Dataset records
.....
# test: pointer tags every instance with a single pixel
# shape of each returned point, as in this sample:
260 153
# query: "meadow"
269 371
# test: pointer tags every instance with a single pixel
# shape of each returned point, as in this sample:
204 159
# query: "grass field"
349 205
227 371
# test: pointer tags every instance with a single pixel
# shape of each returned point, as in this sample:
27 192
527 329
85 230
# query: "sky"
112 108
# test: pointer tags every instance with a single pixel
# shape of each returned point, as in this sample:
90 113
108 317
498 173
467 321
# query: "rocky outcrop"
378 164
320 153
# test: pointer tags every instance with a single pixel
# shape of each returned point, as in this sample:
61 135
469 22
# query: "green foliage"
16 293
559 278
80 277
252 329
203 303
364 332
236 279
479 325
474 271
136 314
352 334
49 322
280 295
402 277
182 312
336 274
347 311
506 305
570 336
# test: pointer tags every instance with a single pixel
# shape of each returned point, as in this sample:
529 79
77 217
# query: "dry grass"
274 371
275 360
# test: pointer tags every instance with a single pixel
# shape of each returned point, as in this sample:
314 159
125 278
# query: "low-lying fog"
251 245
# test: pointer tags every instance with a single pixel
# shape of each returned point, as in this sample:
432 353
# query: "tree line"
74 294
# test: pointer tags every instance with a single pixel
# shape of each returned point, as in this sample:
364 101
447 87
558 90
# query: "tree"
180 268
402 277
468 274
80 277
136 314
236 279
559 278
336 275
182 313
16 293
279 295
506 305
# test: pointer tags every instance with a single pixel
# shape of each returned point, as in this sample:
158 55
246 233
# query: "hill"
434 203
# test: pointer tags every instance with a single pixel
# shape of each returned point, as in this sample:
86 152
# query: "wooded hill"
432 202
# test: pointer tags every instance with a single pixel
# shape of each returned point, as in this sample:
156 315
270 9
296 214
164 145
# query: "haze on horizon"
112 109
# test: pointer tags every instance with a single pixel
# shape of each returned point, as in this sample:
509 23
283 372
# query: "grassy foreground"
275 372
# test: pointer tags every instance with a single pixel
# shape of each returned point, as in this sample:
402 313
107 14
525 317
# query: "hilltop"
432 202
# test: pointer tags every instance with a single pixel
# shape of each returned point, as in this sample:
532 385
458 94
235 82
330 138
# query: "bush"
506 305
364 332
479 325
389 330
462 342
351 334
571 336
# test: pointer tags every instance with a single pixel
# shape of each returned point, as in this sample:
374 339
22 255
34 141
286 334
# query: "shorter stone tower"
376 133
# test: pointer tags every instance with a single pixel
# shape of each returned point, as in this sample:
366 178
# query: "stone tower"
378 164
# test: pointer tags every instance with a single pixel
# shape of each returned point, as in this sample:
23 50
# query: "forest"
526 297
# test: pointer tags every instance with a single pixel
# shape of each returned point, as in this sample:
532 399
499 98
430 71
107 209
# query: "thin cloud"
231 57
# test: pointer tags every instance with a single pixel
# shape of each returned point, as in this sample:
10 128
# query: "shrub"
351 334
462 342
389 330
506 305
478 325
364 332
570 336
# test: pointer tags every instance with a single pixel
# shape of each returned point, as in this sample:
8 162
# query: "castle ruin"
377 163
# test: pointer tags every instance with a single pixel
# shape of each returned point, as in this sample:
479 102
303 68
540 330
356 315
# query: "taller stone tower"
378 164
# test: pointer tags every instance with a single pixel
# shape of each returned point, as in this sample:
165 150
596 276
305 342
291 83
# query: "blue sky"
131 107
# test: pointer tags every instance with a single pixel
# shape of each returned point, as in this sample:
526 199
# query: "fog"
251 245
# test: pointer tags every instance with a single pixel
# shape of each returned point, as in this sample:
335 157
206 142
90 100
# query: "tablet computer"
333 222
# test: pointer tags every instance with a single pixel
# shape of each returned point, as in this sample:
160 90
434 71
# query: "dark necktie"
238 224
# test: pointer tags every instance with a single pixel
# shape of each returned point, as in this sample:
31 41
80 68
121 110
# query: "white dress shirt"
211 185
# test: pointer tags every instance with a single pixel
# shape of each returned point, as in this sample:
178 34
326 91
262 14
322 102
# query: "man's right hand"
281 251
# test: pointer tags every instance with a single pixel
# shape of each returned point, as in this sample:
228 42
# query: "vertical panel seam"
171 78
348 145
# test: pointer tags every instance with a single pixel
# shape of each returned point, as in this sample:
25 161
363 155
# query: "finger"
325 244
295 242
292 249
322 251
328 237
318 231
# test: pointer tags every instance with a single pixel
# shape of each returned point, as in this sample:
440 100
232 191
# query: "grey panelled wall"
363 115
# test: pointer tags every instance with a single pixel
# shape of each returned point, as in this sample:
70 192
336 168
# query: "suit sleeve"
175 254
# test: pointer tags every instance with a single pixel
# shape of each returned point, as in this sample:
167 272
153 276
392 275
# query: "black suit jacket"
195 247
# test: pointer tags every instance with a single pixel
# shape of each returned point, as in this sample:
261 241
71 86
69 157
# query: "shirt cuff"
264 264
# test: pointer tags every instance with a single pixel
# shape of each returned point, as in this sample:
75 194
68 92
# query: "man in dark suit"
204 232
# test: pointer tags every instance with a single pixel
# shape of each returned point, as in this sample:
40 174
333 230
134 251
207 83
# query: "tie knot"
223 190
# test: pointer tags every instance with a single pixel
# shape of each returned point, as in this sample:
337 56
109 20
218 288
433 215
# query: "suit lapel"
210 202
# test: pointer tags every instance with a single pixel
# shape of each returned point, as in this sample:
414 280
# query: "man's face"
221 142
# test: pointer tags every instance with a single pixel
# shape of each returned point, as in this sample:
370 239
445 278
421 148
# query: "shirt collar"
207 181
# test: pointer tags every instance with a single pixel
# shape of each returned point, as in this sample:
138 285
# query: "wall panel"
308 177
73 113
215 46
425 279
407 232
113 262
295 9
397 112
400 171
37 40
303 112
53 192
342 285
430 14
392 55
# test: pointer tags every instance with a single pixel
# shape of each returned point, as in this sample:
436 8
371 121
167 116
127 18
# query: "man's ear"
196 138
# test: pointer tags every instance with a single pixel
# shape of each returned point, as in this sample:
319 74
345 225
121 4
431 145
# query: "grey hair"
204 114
.....
Task objective: All of the lines above need to be given again exactly.

Output for this task:
# test: pointer tags every instance with a single pixel
# shape of each returned point, as in this sample:
260 153
# query: "meadow"
269 371
# test: pointer tags every instance with a single pixel
# shape of each returned point, as in this sample:
204 159
# query: "grass field"
349 205
227 371
# test: pointer tags every instance with a single pixel
# shape of each returned point, as in this sample:
27 192
527 329
85 230
# query: "sky"
112 108
# test: pointer tags every instance with a single pixel
# shape of each returned point, as in this sample:
90 113
108 317
498 173
467 321
# query: "rocky outcrop"
378 164
320 153
# test: pointer tags every instance with a single pixel
# shape of each returned point, as in this sample:
61 135
469 22
# query: "green foliage"
16 293
559 278
80 277
252 329
203 303
364 332
236 279
479 325
474 271
136 314
352 334
49 322
280 295
402 277
182 312
336 274
347 311
506 305
570 336
# test: pointer tags every instance with a single pixel
# shape of each returned point, as in this sample:
529 79
77 217
# query: "dry grass"
274 371
275 360
# test: pointer tags every instance with a single pixel
# shape of each returned point, as in this sample:
314 159
125 278
# query: "low-lying fog"
251 245
# test: pointer tags every instance with a single pixel
# shape of each returned point, as in this sample:
432 353
# query: "tree line"
74 294
# test: pointer tags every instance with a single pixel
# shape of each returned point, as in this sample:
364 101
447 87
558 90
# query: "tree"
180 268
402 277
468 274
80 277
136 314
236 279
559 278
336 275
182 313
16 293
279 295
506 305
# test: pointer tags every instance with a single pixel
# shape of each returned point, as in this sample:
158 55
246 233
# query: "hill"
434 203
# test: pointer tags every instance with a single pixel
# shape of each returned point, as in this sample:
86 152
# query: "wooded hill"
432 202
# test: pointer tags every instance with a single pixel
# shape of each returned point, as in this sample:
156 315
270 9
296 214
164 145
# query: "haze on horizon"
112 109
# test: pointer tags every instance with a single pixel
# shape of each returned point, as in this sample:
509 23
283 372
# query: "grassy foreground"
275 372
# test: pointer tags every instance with a single pixel
# shape of each returned point, as in this sample:
402 313
107 14
525 317
# query: "hilltop"
432 202
# test: pointer tags every instance with a single pixel
# shape of each returned point, as in this sample:
532 385
458 94
235 82
330 138
# query: "bush"
506 305
364 332
479 325
389 330
462 342
351 334
571 336
# test: pointer tags every instance with a single pixel
# shape of each returned point, as in this sample:
374 339
22 255
34 141
286 334
# query: "shorter stone tower"
376 133
# test: pointer tags every instance with a single pixel
# shape of each returned point, as in this sample:
366 178
# query: "stone tower"
378 164
# test: pointer tags every instance with a single pixel
# shape of each returned point, as in this sample:
23 50
# query: "forest"
526 297
# test: pointer tags every instance with a single pixel
# shape of each returned point, as in this sample:
532 399
499 98
430 71
107 209
# query: "thin cloud"
231 57
# test: pointer tags every instance with a single pixel
# shape of each returned point, as in this sample:
10 128
# query: "shrub"
351 334
462 342
389 330
506 305
478 325
364 332
570 336
# test: pointer tags every instance with a single pixel
# shape of each returned point, as in this sample:
8 162
# query: "castle ruin"
377 163
# test: pointer tags every instance with a single pixel
# shape of each returned point, as in this sample:
479 102
303 68
540 330
356 315
# query: "taller stone tower"
378 164
# test: pointer tags every instance with a single pixel
# shape of each returned point, as in this sample:
165 150
596 276
305 342
291 83
# query: "blue sky"
131 107
# test: pointer tags every instance with a single pixel
# shape of each returned point, as in this sample:
526 199
# query: "fog"
251 245
# test: pointer tags every instance with a single pixel
# shape of each returned point, as in this sample:
335 157
206 142
90 100
# query: "tablet computer"
333 222
# test: pointer tags every instance with a single pixel
# shape of each returned point, as in this sample:
160 90
434 71
# query: "dark necktie"
238 224
# test: pointer tags every instance with a single pixel
# shape of each returned point, as in this sample:
31 41
80 68
121 110
# query: "white dress shirt"
211 185
# test: pointer tags every instance with a single pixel
# shape of each returned point, as in this sample:
178 34
326 91
262 14
322 102
# query: "man's right hand"
281 251
# test: pointer tags every instance with a single pixel
# shape of each returned point, as in this sample:
228 42
# query: "vertical panel seam"
171 78
348 145
# test: pointer tags every instance with a single pixel
# shape of each returned point, as in this sample:
25 161
363 155
# query: "finger"
325 244
295 242
292 249
322 251
328 237
318 231
# test: pointer tags every instance with a single pixel
# shape of each returned point, as in this sample:
440 100
232 191
# query: "grey panelled wall"
363 115
# test: pointer tags every instance with a single pixel
# shape of each returned point, as in this sample:
70 192
336 168
# query: "suit sleeve"
175 254
# test: pointer tags every instance with a single pixel
# shape of each returned point, as in this sample:
167 272
153 276
392 275
# query: "black suit jacket"
195 247
# test: pointer tags every instance with a single pixel
# shape of each returned point, as in this sample:
261 241
71 86
69 157
# query: "shirt cuff"
264 264
# test: pointer tags every instance with a single pixel
# shape of each returned point, as in this sample:
75 194
68 92
# query: "man in dark suit"
204 232
# test: pointer tags every instance with a single pixel
# shape of each returned point, as in this sample:
40 174
333 230
134 251
207 83
# query: "tie knot"
223 190
# test: pointer tags every instance with a single pixel
# shape of each returned point, as in this sample:
337 56
109 20
218 288
433 215
# query: "suit lapel"
210 202
# test: pointer tags every instance with a single pixel
# shape of each returned point, as in this sample:
414 280
# query: "man's face"
221 142
# test: pointer tags every instance with a single pixel
# shape of each returned point, as in this sample:
370 239
445 278
421 148
# query: "shirt collar"
207 181
# test: pointer tags every instance with a single pixel
# shape of each returned point, as in this sample:
138 285
# query: "wall panel"
308 177
73 113
215 46
425 279
407 232
113 262
295 9
397 112
400 171
37 40
303 112
53 192
342 285
430 14
392 55
# test: pointer tags every instance with a single pixel
# shape of each returned point, as in this sample:
436 8
371 121
167 116
127 18
# query: "man's ear"
196 138
# test: pointer tags every instance with a single pixel
# shape of each returned point, as in this sample:
319 74
345 225
121 4
431 145
# query: "grey hair"
204 114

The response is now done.